"""
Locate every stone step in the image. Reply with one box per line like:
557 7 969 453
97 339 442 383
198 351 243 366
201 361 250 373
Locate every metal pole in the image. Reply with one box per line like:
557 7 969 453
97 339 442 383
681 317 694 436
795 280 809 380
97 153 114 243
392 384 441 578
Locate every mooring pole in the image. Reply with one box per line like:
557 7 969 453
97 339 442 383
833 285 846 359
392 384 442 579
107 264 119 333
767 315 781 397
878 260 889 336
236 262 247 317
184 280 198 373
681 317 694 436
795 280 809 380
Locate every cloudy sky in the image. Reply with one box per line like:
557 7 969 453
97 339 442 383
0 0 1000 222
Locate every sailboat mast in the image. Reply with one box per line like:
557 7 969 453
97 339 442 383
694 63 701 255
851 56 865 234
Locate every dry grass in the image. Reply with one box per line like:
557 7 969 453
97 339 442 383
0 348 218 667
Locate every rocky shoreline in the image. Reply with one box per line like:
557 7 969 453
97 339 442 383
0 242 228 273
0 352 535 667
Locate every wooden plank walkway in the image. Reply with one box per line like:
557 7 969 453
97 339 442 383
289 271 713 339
"""
"""
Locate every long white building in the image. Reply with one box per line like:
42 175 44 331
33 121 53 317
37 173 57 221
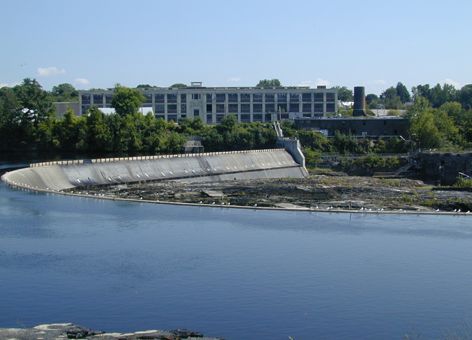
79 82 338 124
"""
> WHAT THIS TASK INVOLVES:
Rewrite the records from the line with "Locate every wooden" up to and including the line with "289 271 713 339", replacing "walkway" with "boardwalk" and leaving everything else unchanged.

> EXERCISE RESPONSE:
Locate every wooden plank boardwalk in the image. Reply with one box per line like:
557 7 969 453
97 339 442 383
289 271 713 339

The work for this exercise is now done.